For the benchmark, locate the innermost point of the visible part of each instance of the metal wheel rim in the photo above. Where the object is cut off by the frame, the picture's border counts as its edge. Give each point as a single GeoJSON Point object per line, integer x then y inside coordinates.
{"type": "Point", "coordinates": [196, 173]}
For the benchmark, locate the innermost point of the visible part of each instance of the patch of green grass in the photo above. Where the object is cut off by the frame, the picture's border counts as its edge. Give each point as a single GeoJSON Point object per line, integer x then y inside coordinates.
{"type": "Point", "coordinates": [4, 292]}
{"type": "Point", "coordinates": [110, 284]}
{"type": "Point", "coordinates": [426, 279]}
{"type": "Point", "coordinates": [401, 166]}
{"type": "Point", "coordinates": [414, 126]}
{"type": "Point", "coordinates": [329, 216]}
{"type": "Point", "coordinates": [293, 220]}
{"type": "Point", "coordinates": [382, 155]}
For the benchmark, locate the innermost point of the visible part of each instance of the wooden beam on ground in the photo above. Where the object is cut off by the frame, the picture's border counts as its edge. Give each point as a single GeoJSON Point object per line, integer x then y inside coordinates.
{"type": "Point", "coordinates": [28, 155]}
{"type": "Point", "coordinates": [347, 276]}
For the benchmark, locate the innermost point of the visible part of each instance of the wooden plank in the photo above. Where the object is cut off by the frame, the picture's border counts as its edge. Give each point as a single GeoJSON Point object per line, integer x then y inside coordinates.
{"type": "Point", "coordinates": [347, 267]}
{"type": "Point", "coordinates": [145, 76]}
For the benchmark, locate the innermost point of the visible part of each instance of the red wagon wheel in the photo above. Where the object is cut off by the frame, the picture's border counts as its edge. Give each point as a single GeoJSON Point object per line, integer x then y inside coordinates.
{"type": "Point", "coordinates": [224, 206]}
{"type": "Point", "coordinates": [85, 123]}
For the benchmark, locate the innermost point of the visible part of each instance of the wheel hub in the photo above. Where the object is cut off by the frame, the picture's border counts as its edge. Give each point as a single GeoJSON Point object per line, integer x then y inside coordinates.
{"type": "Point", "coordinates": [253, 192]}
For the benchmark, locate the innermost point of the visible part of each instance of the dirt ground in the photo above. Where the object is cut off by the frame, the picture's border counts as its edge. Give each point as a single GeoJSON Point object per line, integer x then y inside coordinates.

★ ★ ★ ★ ★ ★ ★

Reproduce the items above exactly, beginning with the line that contains "of the wheel" and continuing through the final line of the items.

For the benchmark, locate the innermost point of the visible part of each instance of the wheel hub in the photo above. Where the object is cut off by the frame, the picture's border counts as its edge. Give each point as a single GeoJSON Point object per line, integer x then y inside coordinates.
{"type": "Point", "coordinates": [253, 192]}
For the benchmark, locate the innermost point of the visible part of each instance of the dirt ground in the photo above. Where the object is cut off by the frame, the picture's border counts as its edge. Give each point as a single GeoJSON Point object per line, integer x then y inside coordinates.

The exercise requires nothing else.